(INSTRUCTIONS TO FOLLOW) Write out the lines below word for word, starting at the very first one and stopping after the line that contains "x=194 y=132". Leave the pictures out of your answer.
++++ GIVEN INFORMATION ++++
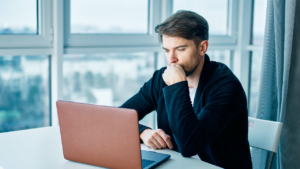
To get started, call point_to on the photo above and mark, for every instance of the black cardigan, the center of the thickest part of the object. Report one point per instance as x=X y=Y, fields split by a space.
x=216 y=128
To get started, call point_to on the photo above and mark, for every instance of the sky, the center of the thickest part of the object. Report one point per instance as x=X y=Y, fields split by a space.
x=119 y=16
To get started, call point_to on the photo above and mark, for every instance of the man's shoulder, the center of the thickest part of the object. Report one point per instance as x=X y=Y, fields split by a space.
x=221 y=72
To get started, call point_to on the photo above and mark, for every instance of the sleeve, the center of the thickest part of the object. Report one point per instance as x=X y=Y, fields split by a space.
x=144 y=101
x=194 y=132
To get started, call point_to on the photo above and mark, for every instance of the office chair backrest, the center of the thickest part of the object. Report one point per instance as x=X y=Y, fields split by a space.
++++
(REPLY)
To get started, call point_to on the photo above and mark, for every instance of the black cardigan, the center of the thickest part of the object. Report one point per instance as x=X y=Y, fields split by a space.
x=216 y=128
To get started, call point_to on the photo above and mark, for every instance of the sky, the center of the thickest part of the object. Report one point per instance as x=X y=Y, fields split by a space.
x=119 y=16
To get started, call point_to on the photo above and mark, for every instance of the man's shoulder, the center of the thickest part of the object. Report one point per instance as x=X y=Y, fields split by a space.
x=221 y=72
To get started, call point_to on the photo above and mark, for every instance of the sleeve, the center of the thickest part of the object. Report one point per instance as x=X y=Y, fields split by a space.
x=144 y=101
x=194 y=132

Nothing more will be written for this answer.